[REQUIREMENT] Return, unchanged and with no pictures, the lines below from the very first through the one that contains "find the fallen twig in the photo above".

[DATA PROVIDED]
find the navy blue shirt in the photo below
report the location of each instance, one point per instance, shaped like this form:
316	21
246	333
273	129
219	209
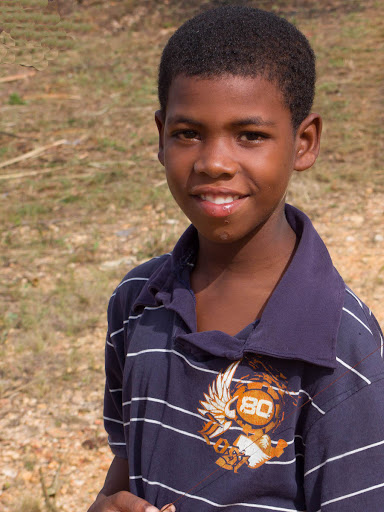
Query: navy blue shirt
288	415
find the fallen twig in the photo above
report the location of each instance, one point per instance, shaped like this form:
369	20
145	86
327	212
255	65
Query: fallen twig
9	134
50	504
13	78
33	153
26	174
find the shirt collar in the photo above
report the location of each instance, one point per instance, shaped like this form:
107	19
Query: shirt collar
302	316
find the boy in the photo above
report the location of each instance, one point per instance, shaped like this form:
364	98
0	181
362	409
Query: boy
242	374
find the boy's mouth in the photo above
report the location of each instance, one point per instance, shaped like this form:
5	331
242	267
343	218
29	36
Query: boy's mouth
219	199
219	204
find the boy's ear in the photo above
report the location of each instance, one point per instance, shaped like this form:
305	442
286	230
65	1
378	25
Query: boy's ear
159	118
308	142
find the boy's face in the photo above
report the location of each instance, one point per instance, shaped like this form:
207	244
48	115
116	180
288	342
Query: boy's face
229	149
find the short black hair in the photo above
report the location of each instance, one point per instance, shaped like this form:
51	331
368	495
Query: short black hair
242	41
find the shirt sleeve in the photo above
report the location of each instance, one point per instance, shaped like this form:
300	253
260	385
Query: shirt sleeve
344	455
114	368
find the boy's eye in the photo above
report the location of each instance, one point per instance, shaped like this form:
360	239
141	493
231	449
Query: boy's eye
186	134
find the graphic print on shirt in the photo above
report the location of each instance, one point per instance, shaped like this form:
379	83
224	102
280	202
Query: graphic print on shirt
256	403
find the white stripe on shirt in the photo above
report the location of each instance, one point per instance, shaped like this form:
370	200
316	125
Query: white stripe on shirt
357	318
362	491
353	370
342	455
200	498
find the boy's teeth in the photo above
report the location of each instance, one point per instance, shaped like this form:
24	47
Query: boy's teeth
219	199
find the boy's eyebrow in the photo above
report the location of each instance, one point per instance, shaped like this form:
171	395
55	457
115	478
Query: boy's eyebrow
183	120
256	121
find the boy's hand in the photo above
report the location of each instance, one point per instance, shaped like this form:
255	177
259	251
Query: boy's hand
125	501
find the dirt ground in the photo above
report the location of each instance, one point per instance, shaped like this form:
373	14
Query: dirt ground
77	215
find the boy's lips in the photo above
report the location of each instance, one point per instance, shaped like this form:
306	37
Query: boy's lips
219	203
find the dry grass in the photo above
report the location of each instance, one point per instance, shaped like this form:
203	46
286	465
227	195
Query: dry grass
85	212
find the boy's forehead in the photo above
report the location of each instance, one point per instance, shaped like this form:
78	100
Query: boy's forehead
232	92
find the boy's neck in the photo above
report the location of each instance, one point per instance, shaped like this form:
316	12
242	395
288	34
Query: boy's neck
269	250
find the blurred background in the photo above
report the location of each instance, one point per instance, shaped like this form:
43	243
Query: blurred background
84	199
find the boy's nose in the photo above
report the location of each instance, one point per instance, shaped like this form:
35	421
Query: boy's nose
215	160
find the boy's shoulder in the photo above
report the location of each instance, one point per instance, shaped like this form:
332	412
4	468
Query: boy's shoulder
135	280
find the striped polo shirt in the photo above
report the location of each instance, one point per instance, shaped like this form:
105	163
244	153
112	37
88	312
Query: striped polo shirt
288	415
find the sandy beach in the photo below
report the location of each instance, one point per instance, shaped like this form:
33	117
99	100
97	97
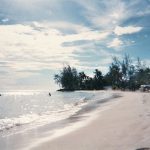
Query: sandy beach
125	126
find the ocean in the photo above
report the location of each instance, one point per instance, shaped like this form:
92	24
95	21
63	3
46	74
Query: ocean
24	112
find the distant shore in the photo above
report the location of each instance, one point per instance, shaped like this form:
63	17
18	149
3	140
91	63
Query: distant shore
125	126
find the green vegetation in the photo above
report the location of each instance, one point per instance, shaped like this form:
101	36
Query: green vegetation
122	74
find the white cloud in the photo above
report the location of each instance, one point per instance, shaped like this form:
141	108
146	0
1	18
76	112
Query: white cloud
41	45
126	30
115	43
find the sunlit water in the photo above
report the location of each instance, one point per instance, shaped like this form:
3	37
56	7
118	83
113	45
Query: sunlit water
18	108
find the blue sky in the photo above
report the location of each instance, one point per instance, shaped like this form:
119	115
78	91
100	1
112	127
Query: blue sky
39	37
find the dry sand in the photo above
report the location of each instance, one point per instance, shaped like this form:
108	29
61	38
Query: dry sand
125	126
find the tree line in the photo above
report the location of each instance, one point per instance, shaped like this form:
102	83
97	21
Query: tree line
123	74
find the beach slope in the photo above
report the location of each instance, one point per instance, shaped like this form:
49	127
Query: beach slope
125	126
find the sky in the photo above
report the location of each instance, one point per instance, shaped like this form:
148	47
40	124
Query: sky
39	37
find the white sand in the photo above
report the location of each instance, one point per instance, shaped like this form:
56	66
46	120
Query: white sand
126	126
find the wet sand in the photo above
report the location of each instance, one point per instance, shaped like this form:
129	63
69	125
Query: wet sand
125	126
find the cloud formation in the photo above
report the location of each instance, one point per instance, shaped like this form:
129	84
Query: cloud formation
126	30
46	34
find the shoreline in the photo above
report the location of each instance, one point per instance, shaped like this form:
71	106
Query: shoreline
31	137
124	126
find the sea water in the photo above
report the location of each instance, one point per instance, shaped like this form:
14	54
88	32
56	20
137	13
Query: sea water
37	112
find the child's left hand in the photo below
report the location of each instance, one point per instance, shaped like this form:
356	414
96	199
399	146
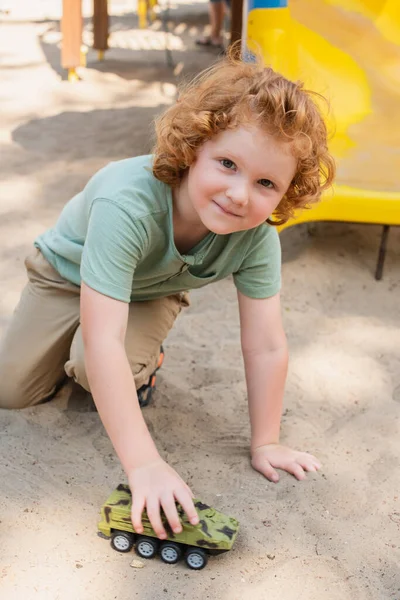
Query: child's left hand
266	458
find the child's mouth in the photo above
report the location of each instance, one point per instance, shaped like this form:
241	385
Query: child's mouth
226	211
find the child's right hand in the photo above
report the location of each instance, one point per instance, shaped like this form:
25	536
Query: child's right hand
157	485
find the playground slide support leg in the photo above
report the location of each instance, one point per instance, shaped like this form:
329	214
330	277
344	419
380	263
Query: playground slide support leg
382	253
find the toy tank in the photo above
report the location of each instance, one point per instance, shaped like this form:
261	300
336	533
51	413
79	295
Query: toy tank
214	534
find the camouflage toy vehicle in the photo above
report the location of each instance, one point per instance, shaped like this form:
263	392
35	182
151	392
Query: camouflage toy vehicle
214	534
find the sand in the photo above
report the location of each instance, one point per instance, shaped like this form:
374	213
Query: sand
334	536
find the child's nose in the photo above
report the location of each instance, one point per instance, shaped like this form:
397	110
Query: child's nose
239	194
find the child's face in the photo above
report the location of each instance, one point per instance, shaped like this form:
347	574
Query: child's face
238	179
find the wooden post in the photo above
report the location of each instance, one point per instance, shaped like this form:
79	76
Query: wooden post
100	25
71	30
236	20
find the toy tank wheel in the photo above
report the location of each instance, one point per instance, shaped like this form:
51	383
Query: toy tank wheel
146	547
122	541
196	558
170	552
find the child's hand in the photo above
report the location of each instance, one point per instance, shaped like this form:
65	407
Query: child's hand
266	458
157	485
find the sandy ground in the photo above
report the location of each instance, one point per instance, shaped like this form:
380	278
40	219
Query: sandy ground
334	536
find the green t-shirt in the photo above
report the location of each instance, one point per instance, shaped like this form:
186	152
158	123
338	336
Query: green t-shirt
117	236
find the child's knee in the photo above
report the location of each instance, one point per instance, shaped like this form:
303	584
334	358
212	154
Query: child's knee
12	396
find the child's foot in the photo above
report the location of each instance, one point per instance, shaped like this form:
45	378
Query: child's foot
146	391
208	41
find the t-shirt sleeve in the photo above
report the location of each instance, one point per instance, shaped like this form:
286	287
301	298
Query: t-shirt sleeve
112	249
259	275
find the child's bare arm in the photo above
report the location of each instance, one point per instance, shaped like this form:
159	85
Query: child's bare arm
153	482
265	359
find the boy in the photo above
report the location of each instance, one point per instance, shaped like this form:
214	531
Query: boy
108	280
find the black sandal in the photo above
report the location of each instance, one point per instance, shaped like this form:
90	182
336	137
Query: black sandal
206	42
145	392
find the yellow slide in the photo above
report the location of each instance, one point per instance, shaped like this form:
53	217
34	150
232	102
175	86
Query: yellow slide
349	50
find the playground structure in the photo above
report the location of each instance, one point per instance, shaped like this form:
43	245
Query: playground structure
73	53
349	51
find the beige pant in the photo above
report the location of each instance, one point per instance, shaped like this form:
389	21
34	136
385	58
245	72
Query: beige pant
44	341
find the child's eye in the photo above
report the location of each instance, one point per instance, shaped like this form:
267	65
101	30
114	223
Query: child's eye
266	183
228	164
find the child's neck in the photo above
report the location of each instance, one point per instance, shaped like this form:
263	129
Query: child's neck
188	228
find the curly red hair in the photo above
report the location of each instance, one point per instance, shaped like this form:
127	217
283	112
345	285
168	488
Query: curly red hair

[WORKED SOLUTION]
find the navy blue shirt in the photo below
report the location of each instance, one point per instance, shaped like this form:
316	21
246	333
273	129
219	209
Query: navy blue shirt
288	415
find the fallen twig in the photo above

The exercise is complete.